* DAFTAR TUGAS *
(a) Sunting teks tentang idealisme, mulai dari "Jawaban; untuk menjadi" dan berakhir pada "sebagai sebuah makhluk.". Tulis ulang bagian itu dengan "akal pikiran" diganti menjadi "nalar".
(b) Jawablah pertanyaan berikut berdasarkan teks tentang idealisme.
(i) Apa yang menjadi penghubung antara kondisi ideal dan kekuatan?
(ii) Pengetahuan penulis didapat selama berapa tahun hidup?
(iii) Sejak lahir, kita sudah dimerdekakan oleh siapa?

***** TEKS SUMBER

Ketiga, tentukan strategi kalian. Penghubung antara kondisi ideal dan kekuatan adalah strategi. Idealisme juga memerlukan materi dan metode. Tidak langsung dimasak dan dimakan tanpa dicicipi. Perlu dilakukan kajian dan riset supaya strategi implementasi terhadap diri sendiri dan masyarakat sosial akan berjalan lancar dan koordinatif. Strategi harus bisa berkomunikasi dan mencerahkan setiap proses yang dilakukan. Manusia mengandalkan strategi untuk menebarkan benih-benih idealisme kepada sekitar — termasuk manusia lain.

Ketiga hal ini mendefinisikan idealisme untuk tetap bertahan dalam kondisi apapun.

Jika kita tarik kebelakang dari tulisan ini, saya sempat melempar pertanyaan kepada para pembaca sekalian. Saya sendiri ingin mencoba menjawabnya dengan kesoktahuan dan pengetahuan yang didapat selama 19 tahun hidup.

Tuhan menciptakan kita — manusia — atas dasar cita-cita apa?

Jawaban; untuk menjadi manusia yang benar-benar pemikirannya sebagai manusia.

Manusia dilahirkan dari proses hubungan antar manusia. Manusia satu menciptakan manusia lain. Berkembang menciptakan kemajuan hingga peradabakan karena kerja sama akal pikiran dan kepentingan bersama. Hal ini menyatakan bahwa sedari lahir kita sudah dimerdekakan oleh Tuhan sebagai sebuah makhluk.

**********
***** BARIS DATA

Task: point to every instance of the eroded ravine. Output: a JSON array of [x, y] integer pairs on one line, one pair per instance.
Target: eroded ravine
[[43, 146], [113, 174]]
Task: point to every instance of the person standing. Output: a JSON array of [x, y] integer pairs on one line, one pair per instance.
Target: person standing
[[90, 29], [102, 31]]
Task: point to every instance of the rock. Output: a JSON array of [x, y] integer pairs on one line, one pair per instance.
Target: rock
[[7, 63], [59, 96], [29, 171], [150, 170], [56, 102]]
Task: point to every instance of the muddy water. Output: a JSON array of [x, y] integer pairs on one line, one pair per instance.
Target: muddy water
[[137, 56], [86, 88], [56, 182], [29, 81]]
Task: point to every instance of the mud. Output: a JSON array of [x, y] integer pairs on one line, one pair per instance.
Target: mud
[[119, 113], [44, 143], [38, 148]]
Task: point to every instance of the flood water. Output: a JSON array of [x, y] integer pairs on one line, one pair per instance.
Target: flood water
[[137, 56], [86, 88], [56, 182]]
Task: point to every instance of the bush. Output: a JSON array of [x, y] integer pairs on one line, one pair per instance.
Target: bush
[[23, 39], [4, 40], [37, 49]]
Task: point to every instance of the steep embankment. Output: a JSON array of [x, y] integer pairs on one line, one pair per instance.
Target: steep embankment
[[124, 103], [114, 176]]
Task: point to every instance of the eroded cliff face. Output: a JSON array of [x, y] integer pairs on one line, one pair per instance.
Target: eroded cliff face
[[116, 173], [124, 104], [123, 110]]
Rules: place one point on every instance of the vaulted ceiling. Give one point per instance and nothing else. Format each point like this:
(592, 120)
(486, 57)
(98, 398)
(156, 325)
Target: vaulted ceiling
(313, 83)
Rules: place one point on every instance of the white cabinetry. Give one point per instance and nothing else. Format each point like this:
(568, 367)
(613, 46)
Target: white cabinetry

**********

* DAFTAR JAWABAN *
(a)
Jawaban; untuk menjadi manusia yang benar-benar pemikirannya sebagai manusia.

Manusia dilahirkan dari proses hubungan antar manusia. Manusia satu menciptakan manusia lain. Berkembang menciptakan kemajuan hingga peradabakan karena kerja sama nalar dan kepentingan bersama. Hal ini menyatakan bahwa sedari lahir kita sudah dimerdekakan oleh Tuhan sebagai sebuah makhluk.

(b)
(i) Strategi.
(ii) 19 tahun.
(iii) Oleh Tuhan.